Please write out every one of the following records word for word, keeping each line and its order unchanged.

Records for the task =
##############################

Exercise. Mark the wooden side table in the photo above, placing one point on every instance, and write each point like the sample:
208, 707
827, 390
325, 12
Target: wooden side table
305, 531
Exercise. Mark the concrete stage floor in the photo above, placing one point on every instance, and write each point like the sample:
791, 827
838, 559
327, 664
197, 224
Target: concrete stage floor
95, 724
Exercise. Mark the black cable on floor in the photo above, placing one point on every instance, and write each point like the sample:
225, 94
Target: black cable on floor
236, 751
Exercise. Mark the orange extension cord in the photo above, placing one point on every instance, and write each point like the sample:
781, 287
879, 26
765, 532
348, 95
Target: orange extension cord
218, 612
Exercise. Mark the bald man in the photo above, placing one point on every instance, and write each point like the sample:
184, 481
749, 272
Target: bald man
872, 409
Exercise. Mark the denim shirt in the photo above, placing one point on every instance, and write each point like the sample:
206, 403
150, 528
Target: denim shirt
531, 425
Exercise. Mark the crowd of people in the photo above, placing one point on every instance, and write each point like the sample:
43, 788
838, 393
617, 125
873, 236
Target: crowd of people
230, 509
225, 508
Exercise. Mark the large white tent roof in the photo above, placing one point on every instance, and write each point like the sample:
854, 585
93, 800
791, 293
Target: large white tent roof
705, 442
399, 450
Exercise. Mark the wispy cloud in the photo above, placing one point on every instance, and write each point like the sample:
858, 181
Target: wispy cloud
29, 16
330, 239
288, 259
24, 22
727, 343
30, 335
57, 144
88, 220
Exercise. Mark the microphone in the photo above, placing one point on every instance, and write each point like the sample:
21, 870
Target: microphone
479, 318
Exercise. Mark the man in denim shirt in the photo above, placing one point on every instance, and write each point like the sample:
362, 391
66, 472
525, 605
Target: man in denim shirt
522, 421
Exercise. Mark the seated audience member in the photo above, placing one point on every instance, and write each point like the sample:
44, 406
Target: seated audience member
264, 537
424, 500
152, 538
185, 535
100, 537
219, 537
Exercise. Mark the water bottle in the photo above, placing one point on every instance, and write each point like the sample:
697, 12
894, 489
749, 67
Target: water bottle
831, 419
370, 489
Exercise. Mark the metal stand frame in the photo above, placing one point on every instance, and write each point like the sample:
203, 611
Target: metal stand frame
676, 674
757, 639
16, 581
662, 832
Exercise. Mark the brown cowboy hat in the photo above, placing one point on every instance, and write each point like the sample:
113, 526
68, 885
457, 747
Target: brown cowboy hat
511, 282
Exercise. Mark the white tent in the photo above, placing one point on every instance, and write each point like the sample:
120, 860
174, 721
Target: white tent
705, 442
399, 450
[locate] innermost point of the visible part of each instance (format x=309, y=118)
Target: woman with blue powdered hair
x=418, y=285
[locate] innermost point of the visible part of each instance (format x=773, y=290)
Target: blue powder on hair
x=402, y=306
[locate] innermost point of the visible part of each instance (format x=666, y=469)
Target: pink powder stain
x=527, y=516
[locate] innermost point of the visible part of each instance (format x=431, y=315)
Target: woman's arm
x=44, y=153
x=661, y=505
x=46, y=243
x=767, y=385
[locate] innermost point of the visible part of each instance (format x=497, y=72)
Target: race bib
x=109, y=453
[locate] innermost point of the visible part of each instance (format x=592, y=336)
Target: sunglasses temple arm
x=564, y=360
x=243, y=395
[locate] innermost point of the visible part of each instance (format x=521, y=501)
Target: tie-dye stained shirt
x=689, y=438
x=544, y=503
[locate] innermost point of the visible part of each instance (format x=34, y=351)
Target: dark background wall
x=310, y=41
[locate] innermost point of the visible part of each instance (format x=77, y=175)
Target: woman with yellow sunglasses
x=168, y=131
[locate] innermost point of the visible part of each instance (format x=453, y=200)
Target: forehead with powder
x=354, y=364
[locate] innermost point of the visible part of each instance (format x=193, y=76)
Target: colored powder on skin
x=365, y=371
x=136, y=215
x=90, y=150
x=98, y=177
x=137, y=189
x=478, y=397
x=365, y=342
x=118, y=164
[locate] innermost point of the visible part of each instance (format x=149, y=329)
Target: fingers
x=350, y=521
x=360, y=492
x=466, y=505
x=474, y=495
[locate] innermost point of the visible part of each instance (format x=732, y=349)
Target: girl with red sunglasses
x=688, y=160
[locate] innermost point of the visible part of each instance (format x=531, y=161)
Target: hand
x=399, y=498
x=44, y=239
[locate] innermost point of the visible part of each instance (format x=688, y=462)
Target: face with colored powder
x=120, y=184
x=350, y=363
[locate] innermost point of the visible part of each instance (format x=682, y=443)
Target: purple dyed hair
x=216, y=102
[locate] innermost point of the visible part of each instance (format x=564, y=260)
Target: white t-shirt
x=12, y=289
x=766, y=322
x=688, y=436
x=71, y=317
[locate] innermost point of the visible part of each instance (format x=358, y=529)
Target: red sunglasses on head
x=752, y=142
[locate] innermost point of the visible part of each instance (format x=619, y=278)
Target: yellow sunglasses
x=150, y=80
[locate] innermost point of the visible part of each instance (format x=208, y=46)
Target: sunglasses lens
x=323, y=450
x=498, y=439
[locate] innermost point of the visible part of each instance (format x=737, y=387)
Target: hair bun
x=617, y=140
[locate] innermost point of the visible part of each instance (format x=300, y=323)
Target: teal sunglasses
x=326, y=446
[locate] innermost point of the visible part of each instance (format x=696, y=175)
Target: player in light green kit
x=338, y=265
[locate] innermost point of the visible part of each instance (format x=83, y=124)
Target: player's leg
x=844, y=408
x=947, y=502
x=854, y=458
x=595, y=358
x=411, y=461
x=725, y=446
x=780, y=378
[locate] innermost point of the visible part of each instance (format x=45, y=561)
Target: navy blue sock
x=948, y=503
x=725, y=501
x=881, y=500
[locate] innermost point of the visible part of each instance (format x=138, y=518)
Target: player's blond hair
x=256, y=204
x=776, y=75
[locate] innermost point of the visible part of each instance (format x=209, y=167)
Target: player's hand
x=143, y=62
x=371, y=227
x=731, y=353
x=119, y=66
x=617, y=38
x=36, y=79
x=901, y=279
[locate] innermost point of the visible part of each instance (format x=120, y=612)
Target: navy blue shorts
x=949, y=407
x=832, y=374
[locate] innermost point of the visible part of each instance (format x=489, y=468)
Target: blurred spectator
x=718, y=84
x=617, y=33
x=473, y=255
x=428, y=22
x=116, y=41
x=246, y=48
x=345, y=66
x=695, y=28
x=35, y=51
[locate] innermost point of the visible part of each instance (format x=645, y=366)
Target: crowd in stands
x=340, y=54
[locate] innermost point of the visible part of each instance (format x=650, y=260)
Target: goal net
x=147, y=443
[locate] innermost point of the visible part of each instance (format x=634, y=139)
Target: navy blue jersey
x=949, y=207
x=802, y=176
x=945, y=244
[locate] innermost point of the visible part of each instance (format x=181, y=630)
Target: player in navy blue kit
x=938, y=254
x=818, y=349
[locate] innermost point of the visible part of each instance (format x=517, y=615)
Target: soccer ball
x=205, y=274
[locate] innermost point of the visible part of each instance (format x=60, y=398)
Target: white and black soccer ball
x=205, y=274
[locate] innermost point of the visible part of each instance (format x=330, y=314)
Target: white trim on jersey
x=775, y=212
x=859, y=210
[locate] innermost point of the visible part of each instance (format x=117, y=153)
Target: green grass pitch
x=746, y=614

##############################

Final result =
Exercise. Mark the wooden side table in the photo above, placing one point on every instance, and write each point like the sample:
208, 707
827, 390
325, 12
Target: wooden side table
305, 531
Exercise. Mark the concrete stage floor in the photo above, placing one point on every instance, and write each point like the sample:
791, 827
838, 559
327, 664
197, 224
Target: concrete stage floor
95, 724
Exercise. Mark the black cable on floor in the photo above, placing one point on every instance, and write each point like the sample:
225, 94
Target: black cable on floor
236, 751
Exercise. Mark the orange extension cord in the photo above, placing one point on every instance, and write each point like the sample:
781, 287
879, 26
765, 532
348, 95
Target: orange extension cord
218, 612
Exercise. Mark the bald man in the photo above, placing one point on every instance, and write each point like the sample:
184, 481
749, 272
Target: bald man
872, 409
Exercise. Mark the denim shirt in the photo above, placing one point on every instance, and write each point like the sample:
206, 403
150, 528
Target: denim shirt
531, 425
Exercise. Mark the crowd of people in the photo above, placing one point on every instance, and write each point like the sample:
43, 788
838, 393
617, 125
873, 236
Target: crowd of people
230, 509
225, 508
Exercise. Mark the large white tent roof in the photo above, placing one point on every instance, and write each point like the sample:
854, 585
93, 800
791, 293
Target: large white tent roof
705, 442
399, 450
Exercise. Mark the wispy cloud in the photo above, placing one point on every instance, and write each point like the sample:
858, 181
Target: wispy cloud
29, 16
330, 239
288, 259
24, 22
727, 343
30, 335
57, 144
88, 220
Exercise. Mark the microphone in the photo above, placing one point on every instance, and write each point like the sample:
21, 870
Target: microphone
479, 318
Exercise. Mark the man in denim shirt in the photo above, placing one point on every instance, and write each point like the sample:
362, 391
66, 472
525, 605
Target: man in denim shirt
522, 421
Exercise. Mark the seated audience member in the photo above, placing one point on every instance, and write each point like the sample:
44, 406
Target: seated audience member
264, 537
424, 500
152, 538
185, 535
100, 537
219, 537
Exercise. Mark the water bottle in the photo above, placing one point on every instance, and write each point like the sample:
697, 12
894, 489
749, 67
Target: water bottle
831, 419
370, 489
Exercise. Mark the metal stand frame in the photo above, placing one point on every instance, and write each point like the sample:
203, 611
Target: metal stand frame
676, 674
757, 639
16, 581
662, 832
Exercise. Mark the brown cowboy hat in the photo above, placing one point on every instance, and write each point like the sample:
113, 526
68, 885
457, 747
Target: brown cowboy hat
511, 282
Exercise. Mark the white tent in the photo above, placing one point on every instance, and write each point like the sample:
120, 860
174, 721
Target: white tent
705, 442
399, 450
[locate] innermost point of the visible part of each instance (format x=309, y=118)
Target: woman with blue powdered hair
x=418, y=285
[locate] innermost point of the visible part of each instance (format x=773, y=290)
Target: blue powder on hair
x=402, y=306
[locate] innermost point of the visible part of each instance (format x=666, y=469)
Target: pink powder stain
x=527, y=516
[locate] innermost point of the visible part of each instance (format x=431, y=315)
Target: woman's arm
x=44, y=153
x=661, y=505
x=46, y=243
x=767, y=385
[locate] innermost point of the visible part of each instance (format x=497, y=72)
Target: race bib
x=109, y=453
[locate] innermost point of the visible part of each instance (format x=592, y=336)
Target: sunglasses temple arm
x=564, y=360
x=243, y=395
[locate] innermost point of the visible part of each instance (format x=521, y=501)
Target: tie-dye stained shirt
x=689, y=438
x=544, y=503
[locate] innermost point of the visible part of each instance (format x=34, y=351)
Target: dark background wall
x=310, y=41
[locate] innermost point of the visible part of each instance (format x=77, y=175)
Target: woman with yellow sunglasses
x=168, y=131
[locate] innermost point of the visible part of each instance (format x=453, y=200)
Target: forehead with powder
x=354, y=364
[locate] innermost point of the visible part of each instance (format x=193, y=76)
Target: colored powder on skin
x=365, y=371
x=136, y=215
x=90, y=150
x=98, y=177
x=137, y=189
x=478, y=397
x=365, y=342
x=118, y=164
[locate] innermost point of the visible part of each instance (format x=149, y=329)
Target: fingers
x=350, y=521
x=360, y=492
x=466, y=505
x=474, y=495
[locate] innermost point of the visible part of each instance (format x=732, y=349)
Target: girl with red sunglasses
x=688, y=160
[locate] innermost point of the visible part of each instance (format x=531, y=161)
Target: hand
x=399, y=498
x=44, y=239
[locate] innermost point of the visible part of each instance (format x=688, y=462)
Target: face with colored powder
x=120, y=184
x=350, y=363
[locate] innermost point of the visible part of each instance (format x=682, y=443)
Target: purple dyed hair
x=216, y=102
[locate] innermost point of the visible part of each instance (format x=564, y=260)
Target: white t-shirt
x=12, y=289
x=766, y=322
x=688, y=436
x=71, y=317
[locate] innermost point of the visible part of each instance (format x=358, y=529)
Target: red sunglasses on head
x=752, y=142
[locate] innermost point of the visible part of each instance (format x=619, y=278)
Target: yellow sunglasses
x=150, y=80
[locate] innermost point of the visible part of each instance (format x=208, y=46)
Target: sunglasses lens
x=323, y=450
x=498, y=439
[locate] innermost point of the visible part of each instance (format x=737, y=387)
Target: hair bun
x=617, y=140
[locate] innermost point of the visible part of each instance (format x=300, y=323)
Target: teal sunglasses
x=326, y=446
[locate] innermost point of the visible part of each instance (format x=696, y=175)
Target: player in light green kit
x=338, y=265
[locate] innermost point of the visible part of each instance (format x=83, y=124)
Target: player's leg
x=844, y=408
x=947, y=502
x=854, y=458
x=595, y=358
x=411, y=461
x=725, y=446
x=780, y=378
[locate] innermost point of the visible part of each instance (format x=45, y=561)
Target: navy blue sock
x=948, y=503
x=725, y=501
x=881, y=500
[locate] innermost point of the visible part of each instance (format x=138, y=518)
Target: player's blond hair
x=256, y=204
x=776, y=75
[locate] innermost point of the visible part of each instance (format x=209, y=167)
Target: player's hand
x=143, y=62
x=371, y=227
x=731, y=353
x=119, y=66
x=617, y=38
x=36, y=79
x=901, y=279
[locate] innermost point of the visible part of each instance (format x=120, y=612)
Target: navy blue shorts
x=949, y=407
x=832, y=374
[locate] innermost point of the visible part of each instance (format x=489, y=468)
Target: blurred spectator
x=718, y=84
x=617, y=33
x=473, y=255
x=428, y=22
x=116, y=41
x=246, y=48
x=345, y=66
x=695, y=28
x=35, y=51
[locate] innermost point of the visible part of each instance (format x=645, y=366)
Target: crowd in stands
x=340, y=54
[locate] innermost point of the visible part of each instance (format x=650, y=260)
Target: goal net
x=147, y=443
[locate] innermost point of the visible part of each instance (format x=634, y=139)
Target: navy blue jersey
x=949, y=207
x=802, y=176
x=945, y=244
[locate] innermost point of the visible part of each instance (format x=181, y=630)
Target: player in navy blue kit
x=938, y=254
x=818, y=349
[locate] innermost point of the visible part of each instance (format x=517, y=615)
Target: soccer ball
x=205, y=274
[locate] innermost point of the visible part of each instance (format x=60, y=398)
Target: white and black soccer ball
x=205, y=274
[locate] innermost point of the visible part of each instance (format x=330, y=314)
Target: white trim on jersey
x=775, y=212
x=859, y=210
[locate] innermost point of the visible part of each instance (format x=117, y=153)
Target: green grass pitch
x=746, y=614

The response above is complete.